**Extract to read:**
On the contrary, we affirm that, if
contemplated in the broad and comprehensive light in which Scripture itself
presents them to our view, they may be read with satisfaction, though certainly
not without awe; that there is not an essential element belonging to them,
which does not equally enter into the principles of the Gospel dispensation;
and that any difference which may here present itself between the Old and the
New is, as in all other cases, a difference merely in form, but founded upon an
essential agreement. This will appear whether it is viewed in respect to the
Canaanites, to the Israelites, or to the times of the Gospel dispensation.

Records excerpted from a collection
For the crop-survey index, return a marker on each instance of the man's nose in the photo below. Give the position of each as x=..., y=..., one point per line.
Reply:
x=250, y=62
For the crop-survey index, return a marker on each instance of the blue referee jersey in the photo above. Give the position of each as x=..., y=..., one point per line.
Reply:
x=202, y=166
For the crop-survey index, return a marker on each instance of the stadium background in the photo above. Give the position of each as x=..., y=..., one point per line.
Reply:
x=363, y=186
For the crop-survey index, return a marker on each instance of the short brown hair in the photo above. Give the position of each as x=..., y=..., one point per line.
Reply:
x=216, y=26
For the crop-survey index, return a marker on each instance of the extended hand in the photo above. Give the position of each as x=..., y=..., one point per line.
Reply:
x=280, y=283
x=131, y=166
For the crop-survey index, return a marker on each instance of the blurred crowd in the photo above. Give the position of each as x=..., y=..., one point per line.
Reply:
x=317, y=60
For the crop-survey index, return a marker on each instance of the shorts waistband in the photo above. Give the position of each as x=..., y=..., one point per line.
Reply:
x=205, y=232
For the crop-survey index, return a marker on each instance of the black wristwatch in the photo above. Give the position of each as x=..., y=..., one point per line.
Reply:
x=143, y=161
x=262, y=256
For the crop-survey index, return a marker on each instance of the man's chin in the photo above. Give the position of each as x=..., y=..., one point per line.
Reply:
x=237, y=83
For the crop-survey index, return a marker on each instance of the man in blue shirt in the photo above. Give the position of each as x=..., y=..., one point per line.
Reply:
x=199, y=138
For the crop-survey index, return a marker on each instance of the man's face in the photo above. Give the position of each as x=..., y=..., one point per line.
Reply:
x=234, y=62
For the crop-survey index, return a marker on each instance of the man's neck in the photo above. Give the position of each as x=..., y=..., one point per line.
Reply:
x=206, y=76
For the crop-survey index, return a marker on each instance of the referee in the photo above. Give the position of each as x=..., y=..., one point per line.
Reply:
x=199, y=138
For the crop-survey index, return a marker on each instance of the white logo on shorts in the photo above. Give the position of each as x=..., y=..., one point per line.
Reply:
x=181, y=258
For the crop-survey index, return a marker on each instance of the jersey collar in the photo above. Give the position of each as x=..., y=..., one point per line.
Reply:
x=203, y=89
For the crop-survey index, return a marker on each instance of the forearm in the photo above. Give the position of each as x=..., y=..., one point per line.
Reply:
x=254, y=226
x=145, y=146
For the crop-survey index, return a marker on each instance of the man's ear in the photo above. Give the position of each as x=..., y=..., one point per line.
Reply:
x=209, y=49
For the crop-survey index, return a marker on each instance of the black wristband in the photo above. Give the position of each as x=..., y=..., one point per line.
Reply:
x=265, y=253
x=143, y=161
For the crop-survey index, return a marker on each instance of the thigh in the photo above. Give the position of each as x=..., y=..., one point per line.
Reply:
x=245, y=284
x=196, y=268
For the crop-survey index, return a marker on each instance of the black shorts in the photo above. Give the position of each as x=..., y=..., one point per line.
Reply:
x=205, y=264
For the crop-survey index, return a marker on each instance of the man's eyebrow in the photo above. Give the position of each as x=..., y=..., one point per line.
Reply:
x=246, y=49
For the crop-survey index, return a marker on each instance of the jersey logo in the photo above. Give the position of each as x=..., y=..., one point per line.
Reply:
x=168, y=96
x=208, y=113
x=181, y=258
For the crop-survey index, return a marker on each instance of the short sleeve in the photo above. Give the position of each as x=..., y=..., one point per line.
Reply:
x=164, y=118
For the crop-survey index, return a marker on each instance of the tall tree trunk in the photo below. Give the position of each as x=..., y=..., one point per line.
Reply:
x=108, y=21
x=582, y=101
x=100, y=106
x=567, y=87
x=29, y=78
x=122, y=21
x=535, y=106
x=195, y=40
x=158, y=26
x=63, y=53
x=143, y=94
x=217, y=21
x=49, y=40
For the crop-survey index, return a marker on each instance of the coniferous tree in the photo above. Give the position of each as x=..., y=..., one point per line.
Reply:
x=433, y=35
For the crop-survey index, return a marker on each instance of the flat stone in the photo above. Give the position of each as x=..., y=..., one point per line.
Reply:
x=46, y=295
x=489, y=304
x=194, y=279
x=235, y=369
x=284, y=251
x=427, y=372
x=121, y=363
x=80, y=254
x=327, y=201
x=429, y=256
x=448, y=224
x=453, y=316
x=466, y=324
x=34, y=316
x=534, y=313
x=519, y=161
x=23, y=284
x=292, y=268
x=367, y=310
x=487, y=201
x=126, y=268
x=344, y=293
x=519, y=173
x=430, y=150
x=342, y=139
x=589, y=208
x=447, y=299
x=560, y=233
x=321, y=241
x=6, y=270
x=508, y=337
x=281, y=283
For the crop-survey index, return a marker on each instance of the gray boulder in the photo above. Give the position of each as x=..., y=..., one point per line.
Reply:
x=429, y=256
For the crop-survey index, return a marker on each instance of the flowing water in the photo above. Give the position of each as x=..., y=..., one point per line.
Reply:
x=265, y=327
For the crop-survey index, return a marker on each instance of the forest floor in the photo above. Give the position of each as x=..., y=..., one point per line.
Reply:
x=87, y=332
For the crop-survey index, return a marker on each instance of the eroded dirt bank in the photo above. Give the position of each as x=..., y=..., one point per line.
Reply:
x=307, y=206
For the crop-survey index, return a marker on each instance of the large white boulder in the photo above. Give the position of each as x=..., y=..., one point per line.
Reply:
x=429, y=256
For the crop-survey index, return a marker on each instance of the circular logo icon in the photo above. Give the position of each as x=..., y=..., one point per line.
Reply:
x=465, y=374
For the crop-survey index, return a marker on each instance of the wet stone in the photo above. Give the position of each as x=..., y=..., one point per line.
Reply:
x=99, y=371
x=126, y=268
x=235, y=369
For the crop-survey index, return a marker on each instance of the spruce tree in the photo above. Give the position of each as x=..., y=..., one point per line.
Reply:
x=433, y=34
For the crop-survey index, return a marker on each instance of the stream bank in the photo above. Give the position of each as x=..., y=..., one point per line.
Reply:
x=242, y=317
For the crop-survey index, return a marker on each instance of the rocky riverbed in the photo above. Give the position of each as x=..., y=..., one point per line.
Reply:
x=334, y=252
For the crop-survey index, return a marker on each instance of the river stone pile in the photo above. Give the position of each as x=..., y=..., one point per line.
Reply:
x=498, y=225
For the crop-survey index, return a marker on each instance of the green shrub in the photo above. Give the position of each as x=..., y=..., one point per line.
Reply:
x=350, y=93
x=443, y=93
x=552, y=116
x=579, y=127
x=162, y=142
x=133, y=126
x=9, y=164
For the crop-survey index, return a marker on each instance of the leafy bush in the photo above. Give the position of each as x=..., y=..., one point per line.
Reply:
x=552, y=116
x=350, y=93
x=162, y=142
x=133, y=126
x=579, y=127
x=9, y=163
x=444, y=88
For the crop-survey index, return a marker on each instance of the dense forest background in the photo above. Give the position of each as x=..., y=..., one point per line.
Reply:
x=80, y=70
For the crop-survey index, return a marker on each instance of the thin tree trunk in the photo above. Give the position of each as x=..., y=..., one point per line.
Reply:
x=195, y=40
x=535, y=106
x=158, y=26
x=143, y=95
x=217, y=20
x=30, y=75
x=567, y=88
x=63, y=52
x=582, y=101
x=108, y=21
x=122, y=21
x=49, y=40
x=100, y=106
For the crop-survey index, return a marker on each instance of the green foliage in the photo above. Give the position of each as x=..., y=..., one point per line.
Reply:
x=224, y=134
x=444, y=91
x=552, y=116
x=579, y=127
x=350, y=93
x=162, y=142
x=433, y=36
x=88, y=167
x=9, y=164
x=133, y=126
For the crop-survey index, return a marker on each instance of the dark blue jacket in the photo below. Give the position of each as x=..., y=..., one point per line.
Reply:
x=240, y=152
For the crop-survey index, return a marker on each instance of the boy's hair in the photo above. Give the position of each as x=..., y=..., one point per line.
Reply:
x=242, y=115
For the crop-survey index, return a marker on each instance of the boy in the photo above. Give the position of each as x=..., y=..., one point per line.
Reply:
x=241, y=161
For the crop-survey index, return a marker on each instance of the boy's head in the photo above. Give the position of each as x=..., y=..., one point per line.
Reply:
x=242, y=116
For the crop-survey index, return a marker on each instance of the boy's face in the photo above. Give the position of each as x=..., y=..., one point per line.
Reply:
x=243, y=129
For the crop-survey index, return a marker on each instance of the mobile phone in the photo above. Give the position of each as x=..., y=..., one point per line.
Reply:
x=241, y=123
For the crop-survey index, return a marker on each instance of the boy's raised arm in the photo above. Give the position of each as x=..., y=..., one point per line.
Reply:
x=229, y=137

**Problem requirements:**
Reproduce word for word the passage on the Old and New dispensations, between "On the contrary, we" and "the Gospel dispensation.", inclusive.

**Solved problem:**
On the contrary, we affirm that, if
contemplated in the broad and comprehensive light in which Scripture itself
presents them to our view, they may be read with satisfaction, though certainly
not without awe; that there is not an essential element belonging to them,
which does not equally enter into the principles of the Gospel dispensation;
and that any difference which may here present itself between the Old and the
New is, as in all other cases, a difference merely in form, but founded upon an
essential agreement. This will appear whether it is viewed in respect to the
Canaanites, to the Israelites, or to the times of the Gospel dispensation.